PAGE EXCERPT:
A Prospect of Heaven!

By Thomas Case
 

"I do not want you to be ignorant, brethren, concerning those who have fallen asleep, lest you sorrow as others who have no hope. For if we believe that Jesus died and rose again, even so God will bring with Him those who sleep in Jesus. For this we say to you by the word of the Lord, that we who are alive and remain until the coming of the Lord will by no means precede those who are asleep. For the Lord Himself will descend from heaven with a shout, with the voice of an archangel, and with the trumpet of God. And the dead in Christ will rise first. Then we who are alive and remain shall be caught up together with them in the clouds to meet the Lord in the air. And thus we shall always be with the Lord. Therefore comfort one another with these words." 1 Thessalonians 4:13-18

What words are these!

Herein does the apostle, by the dictate of the Holy Spirit, lay down a model or platform of consolatory arguments—as so many sovereign antidotes against immoderate sorrow for our godly relations which are departed; and with these words the apostle would have Christians to comfort themselves and one another: "Therefore comfort one another with these words!"

I will improve these:
  1st, for Comfort;
  2nd, for Counsel.

The words of comfort laid down by the apostle in this model may be reduced to ten heads, some of them very comprehensive, and all of them exceedingly cordial and consoling.

1st. The first word of comfort is this, namely, that our gracious relations, over whose departure we stand mourning and weeping, are but fallen asleep: "I would not have you ignorant, brethren, concerning those who are asleep." We may say of departed saints, as our Savior said concerning the damsel (Matthew 9.24), they are not dead, but sleep; and as he spoke of Lazarus, "Our friend Lazarus sleeps." (John 11.11.)

DATA SECTION:

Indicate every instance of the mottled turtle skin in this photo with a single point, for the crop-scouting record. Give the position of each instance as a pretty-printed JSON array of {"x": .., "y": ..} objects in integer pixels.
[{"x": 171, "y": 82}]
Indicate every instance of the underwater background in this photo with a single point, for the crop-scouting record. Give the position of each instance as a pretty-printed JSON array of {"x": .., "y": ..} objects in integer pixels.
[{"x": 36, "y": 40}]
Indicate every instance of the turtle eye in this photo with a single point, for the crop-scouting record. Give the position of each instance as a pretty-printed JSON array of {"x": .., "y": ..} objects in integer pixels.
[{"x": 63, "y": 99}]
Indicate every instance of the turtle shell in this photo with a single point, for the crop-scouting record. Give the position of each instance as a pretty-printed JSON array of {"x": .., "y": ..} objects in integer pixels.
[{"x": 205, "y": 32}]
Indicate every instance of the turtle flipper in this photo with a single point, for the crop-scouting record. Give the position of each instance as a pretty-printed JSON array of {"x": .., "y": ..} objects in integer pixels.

TO-DO LIST:
- a) From the sermon excerpt, copy the stretch from "I will improve" through "cordial and consoling.".
- b) According to the sermon excerpt, into how many heads may the apostle's words of comfort be reduced?
- c) Pick up the sermon excerpt where it stops and write the next part.
The rows are separate material from the sermon excerpt.

ANSWERS TO THE PROBLEMS:
- a)
I will improve these:
  1st, for Comfort;
  2nd, for Counsel.

The words of comfort laid down by the apostle in this model may be reduced to ten heads, some of them very comprehensive, and all of them exceedingly cordial and consoling.

- b) Ten heads.

- c)
That which we call death—is not death, indeed, to the saints of God; it is but the image of death, its shadow and metaphor, death's younger brother, a mere sleep, and no more. There are two main properties of death which carry in them a lively resemblance of sleep:

1st, That sleep is nothing else but the binding up of the senses for a little time—a locking up of the doors and shutting the windows of the body for a season, so that nature may take the sweeter rest, being forced from all disturbance and distractions; sleep is but a mere parenthesis to the labors and travails of this present life.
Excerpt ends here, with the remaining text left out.